(WORK TO BE COMPLETED)
Update the entries from the line with "One point marks each instance of the pile" up to and including the line with "(1235, 275)" by replacing "conference table" with "meeting table", leaving everything else unchanged. Return only those lines, without the pictures.
-- start of SUPPLIED MATERIAL --
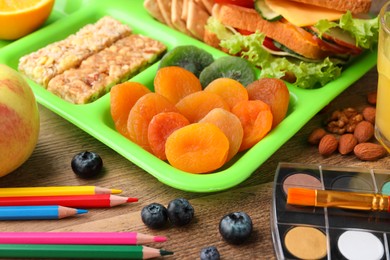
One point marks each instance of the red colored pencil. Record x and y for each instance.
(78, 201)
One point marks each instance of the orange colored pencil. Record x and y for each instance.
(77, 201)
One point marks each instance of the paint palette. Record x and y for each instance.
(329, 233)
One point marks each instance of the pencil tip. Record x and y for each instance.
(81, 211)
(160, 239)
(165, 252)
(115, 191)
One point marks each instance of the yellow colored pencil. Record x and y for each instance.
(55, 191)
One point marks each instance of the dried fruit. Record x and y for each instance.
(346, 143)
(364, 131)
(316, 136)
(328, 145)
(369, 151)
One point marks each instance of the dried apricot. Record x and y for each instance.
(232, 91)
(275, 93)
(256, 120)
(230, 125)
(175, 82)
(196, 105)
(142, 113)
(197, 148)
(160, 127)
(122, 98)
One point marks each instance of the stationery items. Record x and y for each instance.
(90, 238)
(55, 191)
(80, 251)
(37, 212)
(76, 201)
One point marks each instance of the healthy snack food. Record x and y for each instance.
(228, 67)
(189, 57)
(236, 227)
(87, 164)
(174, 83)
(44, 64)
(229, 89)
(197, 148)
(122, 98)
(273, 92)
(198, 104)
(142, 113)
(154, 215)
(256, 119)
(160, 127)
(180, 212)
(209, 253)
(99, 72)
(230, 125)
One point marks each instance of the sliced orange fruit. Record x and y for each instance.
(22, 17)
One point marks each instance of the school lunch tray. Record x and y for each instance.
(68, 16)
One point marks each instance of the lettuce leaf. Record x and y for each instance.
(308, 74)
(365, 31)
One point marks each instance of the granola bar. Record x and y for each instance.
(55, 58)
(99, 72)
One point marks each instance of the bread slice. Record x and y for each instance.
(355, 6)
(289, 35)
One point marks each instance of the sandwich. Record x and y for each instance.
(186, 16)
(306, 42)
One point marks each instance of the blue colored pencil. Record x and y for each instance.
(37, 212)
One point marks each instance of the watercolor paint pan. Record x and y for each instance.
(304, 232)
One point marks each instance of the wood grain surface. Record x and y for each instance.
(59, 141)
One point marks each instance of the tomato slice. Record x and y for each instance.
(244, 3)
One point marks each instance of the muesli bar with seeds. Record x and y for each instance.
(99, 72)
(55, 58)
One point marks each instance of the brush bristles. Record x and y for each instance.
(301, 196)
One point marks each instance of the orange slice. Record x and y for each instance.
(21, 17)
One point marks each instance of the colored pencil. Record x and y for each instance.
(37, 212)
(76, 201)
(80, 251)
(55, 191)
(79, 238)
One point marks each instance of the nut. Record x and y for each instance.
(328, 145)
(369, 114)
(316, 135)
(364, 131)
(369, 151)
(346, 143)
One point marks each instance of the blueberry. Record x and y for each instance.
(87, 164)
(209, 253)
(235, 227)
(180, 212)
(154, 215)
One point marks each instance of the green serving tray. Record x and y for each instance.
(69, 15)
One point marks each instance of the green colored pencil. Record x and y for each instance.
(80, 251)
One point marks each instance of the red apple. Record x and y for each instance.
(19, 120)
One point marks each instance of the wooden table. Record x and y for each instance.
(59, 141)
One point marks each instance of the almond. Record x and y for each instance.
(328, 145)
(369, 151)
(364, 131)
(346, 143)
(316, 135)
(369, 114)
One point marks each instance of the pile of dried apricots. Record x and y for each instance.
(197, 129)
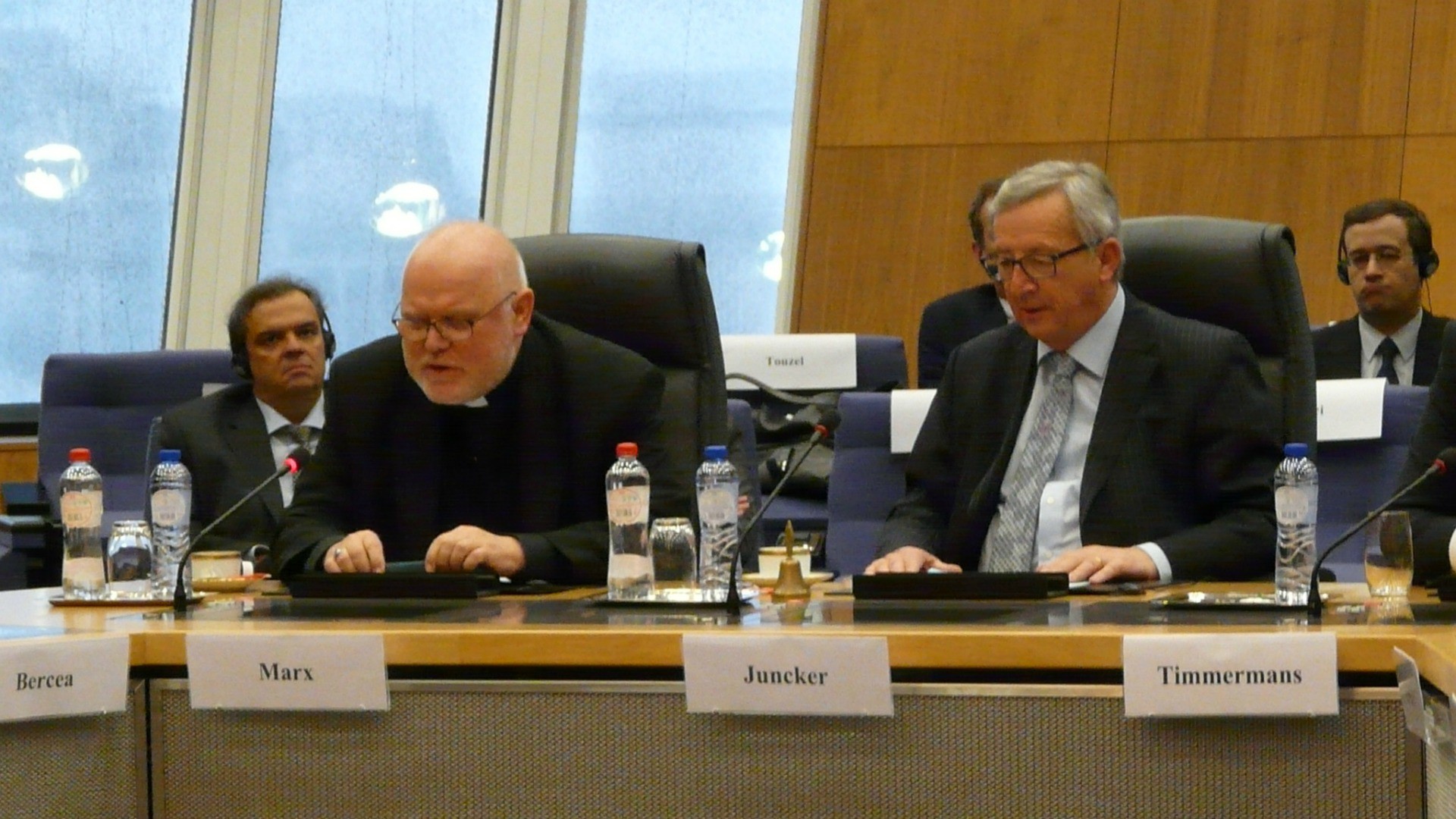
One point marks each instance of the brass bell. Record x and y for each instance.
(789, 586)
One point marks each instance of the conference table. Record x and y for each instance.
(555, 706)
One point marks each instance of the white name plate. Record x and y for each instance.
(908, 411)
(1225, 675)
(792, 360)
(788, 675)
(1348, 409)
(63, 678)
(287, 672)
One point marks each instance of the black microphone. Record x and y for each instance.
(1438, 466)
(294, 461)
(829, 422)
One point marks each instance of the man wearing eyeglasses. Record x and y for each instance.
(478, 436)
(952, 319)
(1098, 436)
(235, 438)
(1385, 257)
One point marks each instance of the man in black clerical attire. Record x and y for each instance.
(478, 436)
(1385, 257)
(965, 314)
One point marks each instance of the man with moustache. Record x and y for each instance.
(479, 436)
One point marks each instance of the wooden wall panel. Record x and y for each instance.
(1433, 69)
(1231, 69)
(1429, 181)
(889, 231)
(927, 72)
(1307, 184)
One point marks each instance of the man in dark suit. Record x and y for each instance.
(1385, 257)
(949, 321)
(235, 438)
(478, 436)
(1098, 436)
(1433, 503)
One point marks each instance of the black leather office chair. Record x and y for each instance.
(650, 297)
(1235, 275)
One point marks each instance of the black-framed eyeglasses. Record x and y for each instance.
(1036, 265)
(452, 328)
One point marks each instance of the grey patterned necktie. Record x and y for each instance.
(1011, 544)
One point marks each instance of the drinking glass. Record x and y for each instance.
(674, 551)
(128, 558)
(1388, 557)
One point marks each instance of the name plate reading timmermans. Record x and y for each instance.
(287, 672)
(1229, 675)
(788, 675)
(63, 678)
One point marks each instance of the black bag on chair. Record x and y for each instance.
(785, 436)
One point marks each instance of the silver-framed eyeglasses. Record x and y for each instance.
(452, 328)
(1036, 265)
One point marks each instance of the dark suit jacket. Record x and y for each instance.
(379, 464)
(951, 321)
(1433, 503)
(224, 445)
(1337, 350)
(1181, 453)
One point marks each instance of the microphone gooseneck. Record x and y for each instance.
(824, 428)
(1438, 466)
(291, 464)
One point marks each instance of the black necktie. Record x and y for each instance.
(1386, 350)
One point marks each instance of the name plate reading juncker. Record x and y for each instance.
-- end of SUPPLIED MATERIAL --
(RIGHT ANSWER)
One point marks each instance of the pile of dried apricots. Record x and y for each instance.
(197, 129)
One point marks each instance of the brass bell. Record x and y for each instance.
(789, 586)
One point marks each instance of the meeting table. Record x and y for each instance.
(555, 706)
One point marks each instance of the white name plate. Record x and y for each instance.
(908, 411)
(1225, 675)
(792, 360)
(788, 675)
(1348, 409)
(63, 678)
(287, 672)
One point marks each instance of the black microphone. Record x and y for each instance.
(1438, 466)
(294, 461)
(829, 422)
One point marks each instance of the man wearing eyeglasses. Record x and y for each instance.
(478, 436)
(952, 319)
(1098, 436)
(235, 438)
(1385, 257)
One point marks each instance of the man in black clerical attire. Record x and y for each instance.
(478, 436)
(1385, 257)
(965, 314)
One point marks each instance of the man with moustache. Record x and y for each instance.
(479, 436)
One point marks each instance of the wooden wall panel. Record x and y for each instance.
(1433, 69)
(1231, 69)
(1429, 181)
(889, 231)
(927, 72)
(1307, 184)
One point marks each instance of the man in dark suit. Record x and y for each instance.
(1385, 257)
(949, 321)
(235, 438)
(478, 436)
(1098, 436)
(1433, 503)
One point marks each instance of the black leather office chair. Record x and y for each instance.
(650, 297)
(1235, 275)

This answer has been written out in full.